_EXERCISE DIRECTIONS_
From the line with "If you could pin the votive" through the final line, please write out the listing exactly, including both of those lines.

** START EXTRACTED MATERIAL **

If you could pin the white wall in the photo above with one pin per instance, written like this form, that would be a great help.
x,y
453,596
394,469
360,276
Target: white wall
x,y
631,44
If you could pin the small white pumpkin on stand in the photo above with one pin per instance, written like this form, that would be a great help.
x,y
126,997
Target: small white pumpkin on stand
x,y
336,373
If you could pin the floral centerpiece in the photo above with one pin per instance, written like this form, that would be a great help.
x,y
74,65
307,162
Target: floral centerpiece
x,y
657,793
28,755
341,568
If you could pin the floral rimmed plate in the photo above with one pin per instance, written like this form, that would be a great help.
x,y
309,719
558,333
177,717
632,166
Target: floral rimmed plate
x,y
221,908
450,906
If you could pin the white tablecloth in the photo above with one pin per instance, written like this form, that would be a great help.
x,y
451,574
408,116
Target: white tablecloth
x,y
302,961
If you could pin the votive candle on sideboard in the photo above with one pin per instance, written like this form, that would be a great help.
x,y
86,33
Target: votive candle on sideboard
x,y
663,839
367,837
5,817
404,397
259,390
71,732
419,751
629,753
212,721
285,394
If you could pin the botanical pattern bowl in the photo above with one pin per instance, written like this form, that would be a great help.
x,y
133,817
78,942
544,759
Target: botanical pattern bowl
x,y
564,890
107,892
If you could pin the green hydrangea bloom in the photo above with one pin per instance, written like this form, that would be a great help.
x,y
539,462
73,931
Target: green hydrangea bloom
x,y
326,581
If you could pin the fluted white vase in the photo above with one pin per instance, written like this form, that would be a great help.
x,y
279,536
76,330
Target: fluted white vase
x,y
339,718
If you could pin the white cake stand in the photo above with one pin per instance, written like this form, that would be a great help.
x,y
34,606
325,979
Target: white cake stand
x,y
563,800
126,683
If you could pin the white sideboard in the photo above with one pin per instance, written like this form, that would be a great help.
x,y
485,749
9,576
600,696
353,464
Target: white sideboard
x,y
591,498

** END EXTRACTED MATERIAL **

_OUTPUT OF THE TASK_
If you could pin the votive candle on sideboard in the photo above with one pin per instance, written like this form, that would be a great help.
x,y
86,33
Target: votive candle on sideboard
x,y
663,839
367,837
5,817
404,397
259,390
71,732
419,751
629,753
212,721
285,394
If you could pin the botanical pattern bowl in the photo above with one pin per instance, written like this form, that would be a great help.
x,y
133,817
78,942
544,759
Target: botanical pattern bowl
x,y
564,890
107,892
If you could pin the green hydrangea bloom in the photo above with one pin per instance, written like this form, that would be a great help.
x,y
539,462
73,931
Target: green hydrangea bloom
x,y
326,581
If you could pin the fluted white vase in the photo above with one pin per instance, written like this form, that would be a great help.
x,y
279,536
76,330
Target: fluted white vase
x,y
339,718
If you could pin the white cake stand in the photo above with one pin per instance, written like this form, that would be a great help.
x,y
34,606
325,979
Target: white cake stand
x,y
563,800
126,683
If you could pin the white sideboard in the photo above with one pin per instance, written like this form, that would be a great help.
x,y
485,749
9,576
600,696
353,464
Target: white sideboard
x,y
591,498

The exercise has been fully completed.